# Abordagem randômica

Usando a abordagem randômica para gerar templates com foco em templates positivos e negativos. Uma possível aplicação seria testar a capacidade linguística *Vocabullary* com o teste **MFT**.

As etapas desta abordagem são:

1. Quebrar as instâncias em sentenças
2. Selecionar uma amostra de *K* sentenças de forma aleatória
3. Rankear as palavras de cada sentença
4. Realizar as predições de cada sentença usando o *Oráculo*
5. Substituir as palavras relevantes por máscaras

In [1]:
%config Completer.use_jedi = False
import sys
import random

sys.path.append('../')
random.seed(220)

## Carregando o dataset, o modelo alvo e os modelos auxiliares

In [2]:
import pandas as pd
from datasets import load_dataset

pd.set_option('display.max_colwidth', None)

dataset = load_dataset("rotten_tomatoes")
dataset.set_format("pandas")
df = dataset["test"].shuffle(seed=42)[:100]
df

Unnamed: 0,text,label
0,"unpretentious , charming , quirky , original",1
1,"a film really has to be exceptional to justify a three hour running time , and this isn't .",0
2,working from a surprisingly sensitive script co-written by gianni romoli . . . ozpetek avoids most of the pitfalls you'd expect in such a potentially sudsy set-up .,1
3,"it may not be particularly innovative , but the film's crisp , unaffected style and air of gentle longing make it unexpectedly rewarding .",1
4,"such a premise is ripe for all manner of lunacy , but kaufman and gondry rarely seem sure of where it should go .",0
...,...,...
95,"ice age is the first computer-generated feature cartoon to feel like other movies , and that makes for some glacial pacing early on .",0
96,there's no denying that burns is a filmmaker with a bright future ahead of him .,1
97,it collapses when mr . taylor tries to shift the tone to a thriller's rush .,0
98,"there's a great deal of corny dialogue and preposterous moments . and yet , it still works .",1


In [3]:
import re
import numpy as np
from torch.nn.functional import softmax
from transformers import AutoTokenizer, AutoModelForSequenceClassification

def pre_proccess(text):
    text = text.lower()
    text = re.sub('["\',!-.:-@0-9/]()', ' ', text)
    return text

# Wrapper to adapt output format
class SentimentAnalisysModelWrapper:
    def __init__(self, model, tokenizer):
        self.model = model
        self.tokenizer = tokenizer
        
    def __predict(self, text_input):
        text_preprocessed = pre_proccess(text_input)

▶ _TAREFAS ESCRITAS_:
- A) Transcreva do texto sobre a abordagem randômica o trecho que começa nas palavras "return text" e termina depois de "text_preprocessed = pre_proccess(text_input)".
- B) No texto sobre a abordagem randômica, qual é o nome do dataset carregado com a função load_dataset?

(Entradas para rotulagem de caixas delimitadoras)
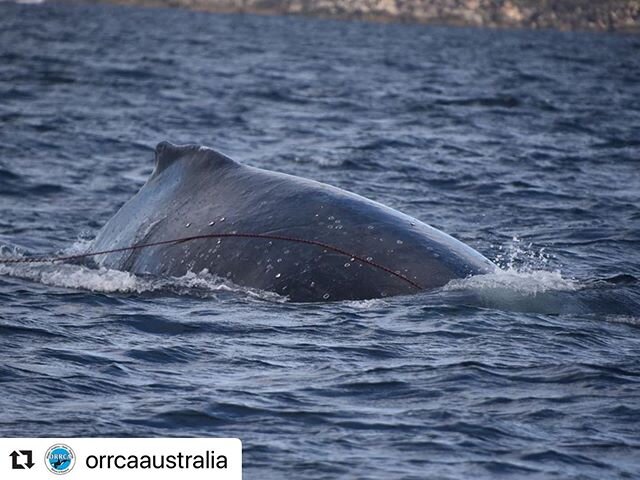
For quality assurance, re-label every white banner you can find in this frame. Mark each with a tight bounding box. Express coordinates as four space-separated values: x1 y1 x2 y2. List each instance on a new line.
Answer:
0 438 242 480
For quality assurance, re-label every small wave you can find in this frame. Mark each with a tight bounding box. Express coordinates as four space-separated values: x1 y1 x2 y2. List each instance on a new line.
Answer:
443 269 581 296
0 258 286 302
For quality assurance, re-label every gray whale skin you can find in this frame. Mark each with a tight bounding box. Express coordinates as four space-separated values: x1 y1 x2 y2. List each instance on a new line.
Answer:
93 142 496 302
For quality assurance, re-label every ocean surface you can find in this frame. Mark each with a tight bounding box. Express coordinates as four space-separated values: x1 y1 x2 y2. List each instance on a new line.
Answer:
0 2 640 480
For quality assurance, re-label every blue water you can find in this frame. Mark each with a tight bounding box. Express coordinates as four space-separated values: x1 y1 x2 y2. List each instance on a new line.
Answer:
0 3 640 480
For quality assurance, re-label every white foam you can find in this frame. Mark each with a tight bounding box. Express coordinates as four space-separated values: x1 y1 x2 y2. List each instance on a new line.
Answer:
443 269 581 296
0 258 286 302
444 237 582 296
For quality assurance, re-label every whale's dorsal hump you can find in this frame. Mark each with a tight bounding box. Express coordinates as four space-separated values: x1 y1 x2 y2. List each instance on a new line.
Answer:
151 142 237 178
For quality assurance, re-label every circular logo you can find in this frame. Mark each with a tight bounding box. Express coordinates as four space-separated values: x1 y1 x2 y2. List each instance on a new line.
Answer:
44 443 76 475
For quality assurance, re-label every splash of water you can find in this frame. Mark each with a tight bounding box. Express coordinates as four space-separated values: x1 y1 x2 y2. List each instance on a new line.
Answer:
444 237 581 296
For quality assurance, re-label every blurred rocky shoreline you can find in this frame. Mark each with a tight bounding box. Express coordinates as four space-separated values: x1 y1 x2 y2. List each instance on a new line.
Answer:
71 0 640 33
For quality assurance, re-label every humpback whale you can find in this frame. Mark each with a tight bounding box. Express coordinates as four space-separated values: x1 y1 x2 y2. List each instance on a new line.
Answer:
93 142 496 302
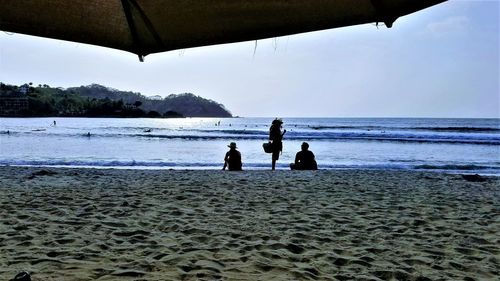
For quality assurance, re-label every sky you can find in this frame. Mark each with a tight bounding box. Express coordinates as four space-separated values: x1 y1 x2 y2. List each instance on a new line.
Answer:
0 0 500 118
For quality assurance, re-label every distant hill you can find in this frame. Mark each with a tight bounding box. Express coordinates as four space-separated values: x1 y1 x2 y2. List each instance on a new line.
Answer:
0 83 232 117
67 84 232 117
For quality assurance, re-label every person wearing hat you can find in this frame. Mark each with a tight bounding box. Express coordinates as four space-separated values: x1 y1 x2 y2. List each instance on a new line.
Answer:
222 142 242 171
269 118 286 170
290 142 318 170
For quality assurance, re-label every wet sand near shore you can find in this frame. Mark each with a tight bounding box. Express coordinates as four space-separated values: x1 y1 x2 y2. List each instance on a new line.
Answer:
0 167 500 281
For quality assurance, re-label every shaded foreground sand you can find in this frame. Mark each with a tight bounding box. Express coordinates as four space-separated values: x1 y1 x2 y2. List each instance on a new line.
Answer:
0 167 500 280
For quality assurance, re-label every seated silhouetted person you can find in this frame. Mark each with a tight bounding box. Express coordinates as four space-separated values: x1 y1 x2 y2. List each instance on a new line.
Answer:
222 142 241 171
290 142 318 170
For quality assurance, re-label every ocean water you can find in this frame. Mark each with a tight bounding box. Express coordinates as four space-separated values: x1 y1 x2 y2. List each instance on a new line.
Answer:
0 118 500 175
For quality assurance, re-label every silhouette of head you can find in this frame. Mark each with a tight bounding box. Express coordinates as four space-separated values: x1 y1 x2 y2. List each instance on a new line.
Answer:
272 118 283 125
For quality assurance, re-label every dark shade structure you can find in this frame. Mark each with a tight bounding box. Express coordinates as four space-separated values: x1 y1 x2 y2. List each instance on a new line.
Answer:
0 0 445 59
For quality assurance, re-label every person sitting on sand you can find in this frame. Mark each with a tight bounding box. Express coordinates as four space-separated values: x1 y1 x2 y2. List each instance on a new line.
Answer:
290 142 318 170
222 142 242 171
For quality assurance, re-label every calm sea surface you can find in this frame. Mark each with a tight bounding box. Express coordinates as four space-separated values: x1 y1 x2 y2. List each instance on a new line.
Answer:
0 118 500 175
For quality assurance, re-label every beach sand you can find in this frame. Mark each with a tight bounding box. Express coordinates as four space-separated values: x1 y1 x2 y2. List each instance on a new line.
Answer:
0 167 500 281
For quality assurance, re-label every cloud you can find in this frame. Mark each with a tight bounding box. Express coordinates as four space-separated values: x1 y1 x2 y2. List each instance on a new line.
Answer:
427 16 470 37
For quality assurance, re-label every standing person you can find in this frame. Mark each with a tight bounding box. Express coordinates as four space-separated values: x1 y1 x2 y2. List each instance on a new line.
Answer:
269 118 286 171
290 142 318 170
222 142 242 171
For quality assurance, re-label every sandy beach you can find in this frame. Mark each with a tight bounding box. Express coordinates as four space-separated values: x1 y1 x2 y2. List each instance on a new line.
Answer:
0 167 500 281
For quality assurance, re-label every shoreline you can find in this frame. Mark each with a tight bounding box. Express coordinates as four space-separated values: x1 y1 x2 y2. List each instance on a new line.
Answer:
0 163 500 175
0 167 500 280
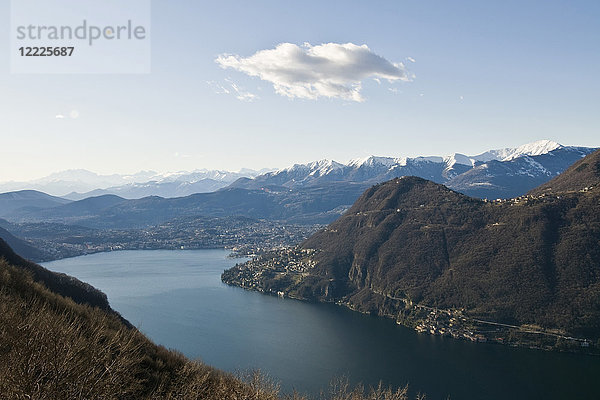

▶ _RESPOSTAS DOS EXERCÍCIOS_:
- A)
return text

# Wrapper to adapt output format
class SentimentAnalisysModelWrapper:
    def __init__(self, model, tokenizer):
        self.model = model
        self.tokenizer = tokenizer
        
    def __predict(self, text_input):
        text_preprocessed = pre_proccess(text_input)

- B) O dataset carregado é o "rotten_tomatoes".